==== TEXT EXCERPT
Some have already spent the night on Poppelsdorfer Allee. It’s cold and rainy. At 5:26am, the first chartered train arrives at the main train station. The residents of Bonn have parked their cars on side streets. The police are standing by: white helmets, pistols, but no rubber clubs. Three thousand civilian marshals. As the hours go by, the city is transformed into a combination of fortress and festival.

Five columns of marchers form and set off toward the Hofgarten. Only a quarter of the 250,000 protesters (or 300,000? Or even more?) find space there. The rest of them spread out all over. Bonn has 285,000 residents. You can see them – provided that they themselves are not outside on the streets – behind their curtains; some wave happily, others look doubtful and frightened. What will this day bring?

On the streets, the first information booths start springing up. Two young people are schlepping a two-meter-long, papier-mâché bomb on a moped. It reads, “This is the cross of our time.” The people from the Committee for Peace and Disarmament have painted skeletons on their white tunics. Mothers are carrying infants in their arms. Even some dogs, well-behaved on leashes, are wearing signs. For example: “I sh** on the neutron bomb.”
========
==== DATA EXTRACT
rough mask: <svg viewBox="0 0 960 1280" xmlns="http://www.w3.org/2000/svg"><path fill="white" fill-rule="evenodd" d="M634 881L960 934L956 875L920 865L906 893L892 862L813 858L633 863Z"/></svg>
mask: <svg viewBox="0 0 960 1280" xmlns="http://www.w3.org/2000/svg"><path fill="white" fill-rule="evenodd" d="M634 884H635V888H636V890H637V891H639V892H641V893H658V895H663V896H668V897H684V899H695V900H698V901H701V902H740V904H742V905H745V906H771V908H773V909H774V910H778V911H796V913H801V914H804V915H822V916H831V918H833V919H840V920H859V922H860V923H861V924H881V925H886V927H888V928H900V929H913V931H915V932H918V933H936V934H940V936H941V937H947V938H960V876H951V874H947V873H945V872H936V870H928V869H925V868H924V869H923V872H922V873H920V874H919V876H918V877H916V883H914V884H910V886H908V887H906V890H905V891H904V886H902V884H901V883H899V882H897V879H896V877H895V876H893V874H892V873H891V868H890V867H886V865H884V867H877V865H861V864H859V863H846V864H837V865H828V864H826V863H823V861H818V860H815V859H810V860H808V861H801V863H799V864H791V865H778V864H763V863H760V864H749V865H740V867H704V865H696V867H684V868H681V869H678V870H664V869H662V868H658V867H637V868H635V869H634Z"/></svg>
========
▶ REQUIRED TASKS:
[A] Transcribe the passage of the Bonn peace march text starting at "Some have already" and ending at "this day bring?".
[B] Go on with the account of the Bonn peace march from the point where it stops.

▶ RESULTS IN ORDER:
[A]
Some have already spent the night on Poppelsdorfer Allee. It’s cold and rainy. At 5:26am, the first chartered train arrives at the main train station. The residents of Bonn have parked their cars on side streets. The police are standing by: white helmets, pistols, but no rubber clubs. Three thousand civilian marshals. As the hours go by, the city is transformed into a combination of fortress and festival.

Five columns of marchers form and set off toward the Hofgarten. Only a quarter of the 250,000 protesters (or 300,000? Or even more?) find space there. The rest of them spread out all over. Bonn has 285,000 residents. You can see them – provided that they themselves are not outside on the streets – behind their curtains; some wave happily, others look doubtful and frightened. What will this day bring?

[B]
People are laughing a lot. Total strangers link arms. White flags and banners outnumber red ones. Even the DKP [German Communist Party] refrained from using its color [red] here and there: little white doves flutter on the background of its flag. The lettering is green.

Pre-march rallies are taking place all over. Helmut Gollwitzer’s** voice comes through the loudspeaker, loud and full of emotion: “Helmut, we’re coming. Helmut, we’re coming.”*** He makes reference to the Easter March movement. “Resist!” he calls out. You can hear words like “people’s struggle” and “revolt of the masses” being shouted out.

[ . . . ]


* A park in Bonn’s city center – trans.
** Lutheran theologian and pastor, and critic of the Vietnam war and the arms race – trans.
*** Gollwitzer’s forewarning is to Chancellor Helmut Schmidt – trans.